PERINTAH A:
Jawab pertanyaan berikut berdasarkan teks tentang TPPAS Legoknangka.
(i) Berapa luas lahan tempat TPPAS Regional Legoknangka akan dibangun?
(ii) Berapa jumlah produksi sampah Kota Bandung per hari menurut Agus Gunawan?
(iii) TPA mana yang kapasitasnya disebut sudah mencapai batas maksimum?

TEKS YANG DITAMPILKAN:
----

TPPAS Regional Legoknangka akan dibangun di atas lahan seluas 20 hektare di Kecamatan Nagreg, Kabupaten Bandung. TPPAS Legoknangka akan menampung sampah di Bandung Raya yakni Kota Bandung, Kabupaten Bandung, Kabupaten Bandung Barat, Kota Cimahi, plus Kabupaten Sumedang. TPPAS Legoknangka ditargetkan bisa mengelola 2.000 ton sampah di Bandung Raya.
Kota Bandung sebagai salah satu daerah penghasil sampah terbesar di Bandung Raya, harap-harap cemas dengan darurat sampah yang kerap berulang. Wakil Ketua Komisi C DPRD Kota Bandung Agus Gunawan mengatakan jumlah produksi sampah Kota Bandung mencapai 1.600 ton per hari. Hal ini menjadi sebuah persoalan serius. Terlebih kapasitas TPA Sarimukti sudah mencapai batas maksimum penampungannya.

----

PERINTAH B:
Tuliskan ulang baris-baris entri tanpa perubahan apa pun, mulai dari baris pertama entri sampai baris yang memuat "8 162 105 210", kedua batas itu ikut disertakan.

DATA LATIHAN:
----

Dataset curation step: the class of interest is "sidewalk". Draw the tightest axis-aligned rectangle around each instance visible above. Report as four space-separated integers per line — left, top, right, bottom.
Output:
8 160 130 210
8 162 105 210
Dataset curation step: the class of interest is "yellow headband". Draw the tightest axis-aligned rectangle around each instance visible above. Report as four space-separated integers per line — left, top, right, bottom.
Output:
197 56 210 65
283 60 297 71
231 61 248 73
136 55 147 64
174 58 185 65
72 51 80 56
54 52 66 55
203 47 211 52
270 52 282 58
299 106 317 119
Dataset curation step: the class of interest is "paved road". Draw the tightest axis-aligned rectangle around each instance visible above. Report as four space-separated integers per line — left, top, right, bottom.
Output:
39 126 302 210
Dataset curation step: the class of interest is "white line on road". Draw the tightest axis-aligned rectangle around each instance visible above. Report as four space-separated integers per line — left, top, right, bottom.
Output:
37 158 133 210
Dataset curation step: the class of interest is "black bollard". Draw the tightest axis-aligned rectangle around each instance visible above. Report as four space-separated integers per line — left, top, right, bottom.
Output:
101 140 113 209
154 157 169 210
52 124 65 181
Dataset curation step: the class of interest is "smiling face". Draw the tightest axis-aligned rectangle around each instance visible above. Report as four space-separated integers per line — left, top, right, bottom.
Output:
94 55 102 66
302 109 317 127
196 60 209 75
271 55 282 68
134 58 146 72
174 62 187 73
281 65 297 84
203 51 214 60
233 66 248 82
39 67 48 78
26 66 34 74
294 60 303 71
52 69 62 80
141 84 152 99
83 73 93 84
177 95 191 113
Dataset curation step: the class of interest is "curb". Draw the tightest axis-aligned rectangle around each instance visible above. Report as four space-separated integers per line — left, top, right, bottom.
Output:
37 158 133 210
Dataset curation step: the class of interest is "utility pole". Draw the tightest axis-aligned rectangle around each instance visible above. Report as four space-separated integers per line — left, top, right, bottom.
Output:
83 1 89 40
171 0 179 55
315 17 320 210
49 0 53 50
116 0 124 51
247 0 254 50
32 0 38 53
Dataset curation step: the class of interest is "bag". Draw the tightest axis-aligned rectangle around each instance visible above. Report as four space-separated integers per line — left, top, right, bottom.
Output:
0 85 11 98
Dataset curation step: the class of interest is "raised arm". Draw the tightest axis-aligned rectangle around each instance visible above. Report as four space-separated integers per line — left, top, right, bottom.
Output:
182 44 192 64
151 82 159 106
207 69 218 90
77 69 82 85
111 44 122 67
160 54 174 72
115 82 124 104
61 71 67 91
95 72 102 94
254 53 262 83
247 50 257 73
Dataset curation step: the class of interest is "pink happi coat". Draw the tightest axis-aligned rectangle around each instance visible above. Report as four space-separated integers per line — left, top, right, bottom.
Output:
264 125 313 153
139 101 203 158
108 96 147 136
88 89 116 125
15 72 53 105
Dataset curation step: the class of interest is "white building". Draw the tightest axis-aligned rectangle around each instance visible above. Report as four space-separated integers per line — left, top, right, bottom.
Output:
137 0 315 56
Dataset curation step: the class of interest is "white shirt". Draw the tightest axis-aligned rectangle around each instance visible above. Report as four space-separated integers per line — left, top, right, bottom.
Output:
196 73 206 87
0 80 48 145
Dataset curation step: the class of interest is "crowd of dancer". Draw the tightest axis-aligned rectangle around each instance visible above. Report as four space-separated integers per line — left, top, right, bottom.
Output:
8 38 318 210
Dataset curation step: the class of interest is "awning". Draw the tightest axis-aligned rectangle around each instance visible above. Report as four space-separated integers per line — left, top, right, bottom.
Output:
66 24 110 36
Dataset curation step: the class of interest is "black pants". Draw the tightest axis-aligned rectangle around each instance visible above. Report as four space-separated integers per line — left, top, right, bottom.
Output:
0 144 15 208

----

HASIL A:
(i) 20 hektare
(ii) 1.600 ton per hari
(iii) TPA Sarimukti

HASIL B:
Dataset curation step: the class of interest is "sidewalk". Draw the tightest axis-aligned rectangle around each instance visible above. Report as four space-separated integers per line — left, top, right, bottom.
Output:
8 160 130 210
8 162 105 210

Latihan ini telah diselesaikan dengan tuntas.